RECORDS SHOWN -

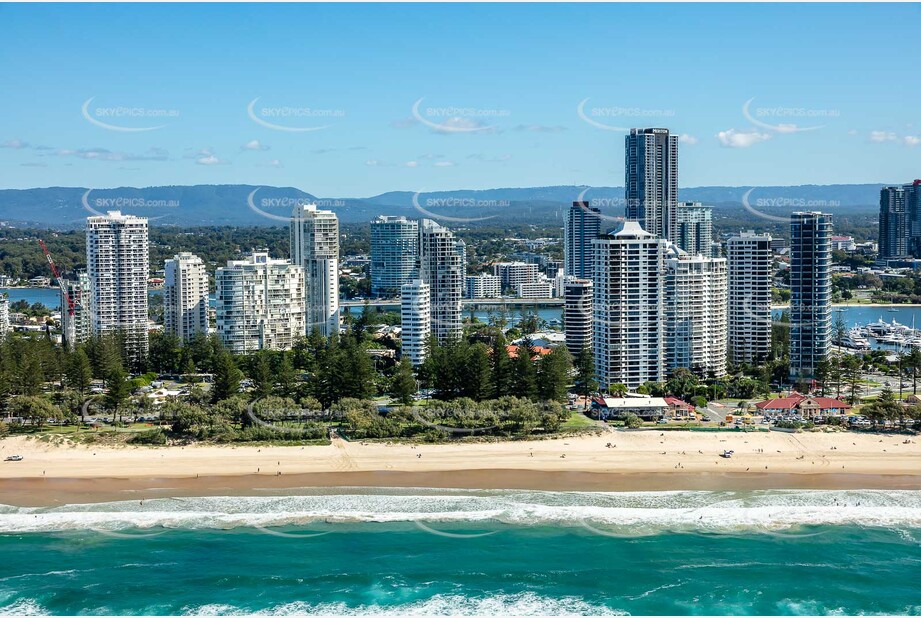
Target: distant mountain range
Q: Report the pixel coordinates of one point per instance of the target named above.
(66, 207)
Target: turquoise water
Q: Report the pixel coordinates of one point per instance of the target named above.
(853, 316)
(452, 552)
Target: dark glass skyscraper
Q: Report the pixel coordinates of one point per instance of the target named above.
(894, 225)
(651, 183)
(810, 292)
(581, 227)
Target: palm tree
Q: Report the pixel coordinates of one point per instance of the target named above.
(618, 389)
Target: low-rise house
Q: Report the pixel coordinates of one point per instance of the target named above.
(679, 409)
(803, 405)
(537, 350)
(647, 408)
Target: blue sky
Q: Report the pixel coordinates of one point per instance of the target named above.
(321, 97)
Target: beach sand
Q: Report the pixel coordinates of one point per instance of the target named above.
(636, 460)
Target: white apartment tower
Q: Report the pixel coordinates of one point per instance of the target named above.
(483, 285)
(260, 304)
(394, 245)
(628, 333)
(651, 182)
(750, 278)
(442, 268)
(4, 315)
(416, 318)
(694, 228)
(581, 225)
(695, 313)
(315, 247)
(77, 328)
(185, 294)
(513, 274)
(577, 314)
(117, 257)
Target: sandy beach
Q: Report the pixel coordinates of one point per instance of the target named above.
(634, 460)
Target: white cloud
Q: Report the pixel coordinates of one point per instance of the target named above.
(404, 123)
(539, 128)
(254, 145)
(883, 136)
(16, 144)
(102, 154)
(741, 139)
(463, 124)
(486, 159)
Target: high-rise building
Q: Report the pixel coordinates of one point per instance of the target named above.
(810, 292)
(894, 224)
(442, 268)
(185, 296)
(315, 247)
(695, 313)
(117, 256)
(4, 315)
(581, 226)
(260, 303)
(77, 328)
(628, 333)
(750, 280)
(394, 245)
(541, 288)
(913, 206)
(483, 285)
(651, 184)
(416, 318)
(694, 228)
(512, 274)
(577, 314)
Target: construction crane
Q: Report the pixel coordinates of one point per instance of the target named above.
(71, 307)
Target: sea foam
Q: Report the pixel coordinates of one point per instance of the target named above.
(628, 513)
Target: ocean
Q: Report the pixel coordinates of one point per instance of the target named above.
(458, 552)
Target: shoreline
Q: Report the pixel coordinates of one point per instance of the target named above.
(636, 461)
(881, 305)
(63, 491)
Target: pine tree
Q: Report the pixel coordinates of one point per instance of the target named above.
(227, 377)
(261, 374)
(79, 375)
(524, 375)
(585, 383)
(403, 384)
(553, 375)
(476, 373)
(501, 384)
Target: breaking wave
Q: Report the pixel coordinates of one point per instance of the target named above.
(631, 514)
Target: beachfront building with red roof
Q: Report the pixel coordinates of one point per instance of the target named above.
(803, 405)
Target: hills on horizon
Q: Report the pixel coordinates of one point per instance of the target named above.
(250, 205)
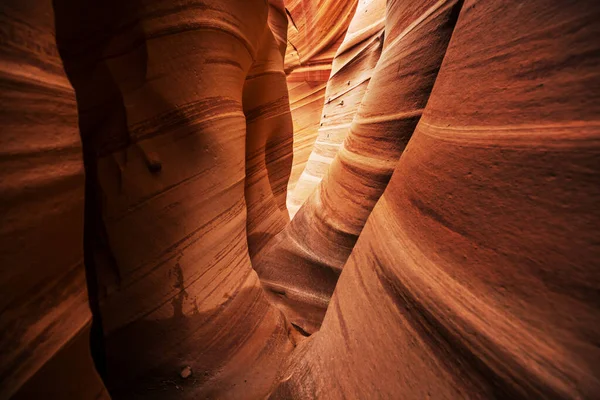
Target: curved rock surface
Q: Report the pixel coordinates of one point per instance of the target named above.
(351, 72)
(459, 213)
(477, 274)
(44, 314)
(301, 266)
(160, 88)
(316, 29)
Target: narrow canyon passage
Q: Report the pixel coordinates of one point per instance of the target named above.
(299, 199)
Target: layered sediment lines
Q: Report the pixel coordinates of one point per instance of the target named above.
(456, 226)
(351, 72)
(164, 92)
(269, 136)
(301, 265)
(476, 275)
(315, 31)
(44, 314)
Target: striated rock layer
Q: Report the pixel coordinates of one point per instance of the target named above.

TASK -
Copy all the records above line for line, without changing a character, and leave out the pictures.

REPLY TO THE TASK -
Target: distant mountain range
Q: Report the pixel coordinates of one point per instance of the target named above.
(66, 207)
Target: turquoise water
Q: Report the pixel coordinates of one point per instance of the target named above.
(853, 316)
(452, 552)
Target: dark glass skyscraper
Q: Report the pixel coordinates of one point per instance of the target named above.
(894, 225)
(651, 183)
(810, 292)
(581, 227)
Target: palm tree
Q: Report the pixel coordinates of one point per instance of the target named above.
(618, 389)
Target: low-rise house
Q: Report the pixel coordinates of one point per instance of the target named above.
(679, 409)
(803, 405)
(537, 350)
(647, 408)
Target: blue sky
Q: Report the pixel coordinates of one point per instance of the target named above.
(321, 97)
Target: beach sand
Q: Report the pixel coordinates of one point per instance of the target named above.
(636, 460)
Target: white apartment tower
Q: Report the pixel coordinates of one point per instance of the target named above.
(483, 285)
(260, 304)
(394, 245)
(628, 333)
(651, 182)
(750, 278)
(442, 268)
(4, 315)
(416, 318)
(694, 228)
(581, 225)
(695, 313)
(315, 247)
(77, 328)
(185, 294)
(513, 274)
(577, 314)
(117, 257)
Target: sandy beach
Q: Report the pixel coordinates of one point per instance of the target named above.
(634, 460)
Target: white cloud
Q: Report the pixel coordinates of one point per instance of the target named above.
(404, 123)
(539, 128)
(254, 145)
(883, 136)
(16, 144)
(102, 154)
(741, 139)
(463, 124)
(486, 159)
Target: high-rise building
Q: Report the pixel coordinates of one point per instance of the target named above.
(810, 292)
(894, 224)
(442, 268)
(185, 296)
(315, 247)
(695, 313)
(117, 256)
(4, 315)
(581, 226)
(260, 303)
(77, 328)
(628, 333)
(750, 280)
(394, 245)
(541, 288)
(913, 206)
(483, 285)
(651, 184)
(416, 318)
(694, 228)
(512, 274)
(577, 314)
Target: construction crane
Q: Report the pixel coordinates of one point per instance of the target named above.
(71, 307)
Target: sea foam
Q: Report the pixel coordinates of one point per instance of the target named above.
(628, 513)
Target: ocean
Q: Report the pixel coordinates of one point per instance of the target named above.
(458, 552)
Target: shoreline
Q: Report the pixel coordinates of one point per instance of the target named above.
(636, 461)
(881, 305)
(63, 491)
Target: pine tree
Q: Report the pixel coordinates of one point per instance of the target named above.
(227, 377)
(261, 374)
(79, 375)
(524, 375)
(585, 383)
(403, 384)
(553, 375)
(476, 373)
(501, 384)
Target: breaking wave
Q: Report the pixel coordinates of one point per instance of the target named above.
(631, 514)
Target: beachfront building with red roof
Q: Report the pixel coordinates of one point per instance of the target named above.
(803, 405)
Target: hills on horizon
Q: Report the pixel coordinates of one point per instance of the target named above.
(250, 205)
Target: curved rock surface
Q: Report the pixel coordinates of one point per instance of the target named above.
(351, 72)
(459, 213)
(477, 274)
(44, 314)
(301, 266)
(160, 88)
(316, 29)
Target: narrow canyon passage
Q: Report the pixel coordinates of one point per instance of the target named above.
(299, 199)
Target: layered sediment lines
Q: Report the pixel coordinates of one point per instance of the target named above.
(456, 226)
(351, 72)
(164, 92)
(269, 136)
(301, 265)
(476, 275)
(315, 31)
(44, 314)
Target: striated rock layer
Q: Report the pixel coordinates of one point per instance of the target named above.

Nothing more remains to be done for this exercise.